> Material for this task:
--- --- ---

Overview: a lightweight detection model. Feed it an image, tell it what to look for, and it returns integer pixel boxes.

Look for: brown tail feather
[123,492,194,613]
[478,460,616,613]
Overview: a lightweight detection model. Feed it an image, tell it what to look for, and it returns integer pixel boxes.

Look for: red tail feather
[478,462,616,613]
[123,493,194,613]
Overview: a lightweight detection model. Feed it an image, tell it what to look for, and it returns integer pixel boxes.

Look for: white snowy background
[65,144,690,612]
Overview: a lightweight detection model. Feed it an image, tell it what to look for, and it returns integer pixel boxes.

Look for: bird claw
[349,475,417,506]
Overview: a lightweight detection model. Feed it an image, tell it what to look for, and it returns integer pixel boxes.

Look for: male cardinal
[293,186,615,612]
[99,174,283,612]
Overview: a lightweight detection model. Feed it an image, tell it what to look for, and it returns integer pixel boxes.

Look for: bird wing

--- --- ---

> Stated goal:
Gather every line of the records above that contains the word "tail", and list those lines.

> Full response:
Look for: brown tail feather
Look for: red tail feather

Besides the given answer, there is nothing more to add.